Your task:
The entire listing below needs to be transcribed word for word.
**** Supplied records ****
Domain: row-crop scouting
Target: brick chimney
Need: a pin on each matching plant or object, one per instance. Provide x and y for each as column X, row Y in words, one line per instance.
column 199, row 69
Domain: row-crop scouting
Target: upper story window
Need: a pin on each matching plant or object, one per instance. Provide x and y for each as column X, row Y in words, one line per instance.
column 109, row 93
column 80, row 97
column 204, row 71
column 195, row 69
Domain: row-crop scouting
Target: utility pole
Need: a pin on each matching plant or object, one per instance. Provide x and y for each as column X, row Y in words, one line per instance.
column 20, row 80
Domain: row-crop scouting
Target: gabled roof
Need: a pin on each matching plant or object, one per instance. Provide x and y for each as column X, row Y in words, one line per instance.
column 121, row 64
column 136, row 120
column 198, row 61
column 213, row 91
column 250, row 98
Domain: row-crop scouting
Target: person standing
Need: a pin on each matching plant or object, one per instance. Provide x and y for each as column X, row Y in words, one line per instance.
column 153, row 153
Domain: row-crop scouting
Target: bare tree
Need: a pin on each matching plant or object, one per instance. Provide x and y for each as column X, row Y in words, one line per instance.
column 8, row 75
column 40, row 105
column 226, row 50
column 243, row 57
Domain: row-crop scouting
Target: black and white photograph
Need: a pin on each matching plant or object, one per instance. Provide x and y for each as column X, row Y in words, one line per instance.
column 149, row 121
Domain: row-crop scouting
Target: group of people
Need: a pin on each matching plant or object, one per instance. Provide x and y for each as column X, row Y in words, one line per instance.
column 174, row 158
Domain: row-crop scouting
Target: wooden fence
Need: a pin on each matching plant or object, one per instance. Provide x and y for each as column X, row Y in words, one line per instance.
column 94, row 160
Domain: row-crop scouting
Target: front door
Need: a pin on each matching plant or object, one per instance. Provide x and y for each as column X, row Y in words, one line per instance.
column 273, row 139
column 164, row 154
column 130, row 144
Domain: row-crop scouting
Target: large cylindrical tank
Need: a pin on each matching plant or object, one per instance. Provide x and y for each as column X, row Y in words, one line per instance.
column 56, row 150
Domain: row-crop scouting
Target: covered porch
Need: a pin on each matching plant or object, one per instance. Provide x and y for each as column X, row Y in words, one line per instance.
****
Result for this task:
Domain: row-crop scouting
Target: brick chimney
Need: a pin on each matching plant or object, one per instance. Provide x and y for each as column X, row Y in words, one line per instance.
column 199, row 69
Domain: row-crop scouting
Target: upper story window
Need: a pin on each matching plant or object, one per instance. Provide x and y for each as column X, row Y in words, one line per instance.
column 109, row 93
column 80, row 97
column 204, row 71
column 195, row 69
Domain: row-crop scouting
Target: utility pole
Need: a pin on each matching plant or object, one per instance. Provide x and y for each as column X, row Y in words, one line per instance.
column 20, row 80
Domain: row-crop scouting
Target: gabled roof
Need: a pin on each matching plant or object, one per instance. Provide x and y for each as column X, row Y in words, one line per instance.
column 121, row 64
column 136, row 120
column 198, row 61
column 213, row 91
column 250, row 98
Domain: row-crop scouting
Target: person standing
Need: a pin on each matching plant or object, one per instance. Provide x and y for each as column X, row Y in words, one line per instance.
column 153, row 153
Domain: row-crop scouting
Target: bare tree
Need: a pin on each matching plant or object, one per instance. Provide x and y for each as column X, row Y in words, one line per instance.
column 8, row 75
column 40, row 105
column 226, row 50
column 243, row 57
Domain: row-crop scouting
Target: black and white photograph
Need: a pin on each matching plant or object, one per instance. Provide x and y for each as column X, row Y in words, one line per instance.
column 149, row 121
Domain: row-crop scouting
Target: group of people
Need: a pin on each matching plant or object, one per instance. Provide x and y for each as column X, row Y in words, one line per instance.
column 174, row 158
Domain: row-crop scouting
Target: wooden fence
Need: a pin on each matching plant or object, one per instance. Provide x and y for each as column X, row Y in words, one line per instance.
column 94, row 160
Domain: row-crop scouting
Target: front door
Need: a pin on each matching plant or object, one per instance. Provide x and y for each as column X, row Y in words, one line per instance.
column 273, row 139
column 164, row 154
column 130, row 144
Domain: row-crop scouting
Target: large cylindrical tank
Need: a pin on each matching plant or object, one per instance. Provide x and y for each as column X, row Y in words, one line per instance.
column 56, row 150
Domain: row-crop scouting
Target: covered porch
Need: a pin on each matching plant or object, one per instance. Provide x and y for each as column X, row Y in words, one line per instance.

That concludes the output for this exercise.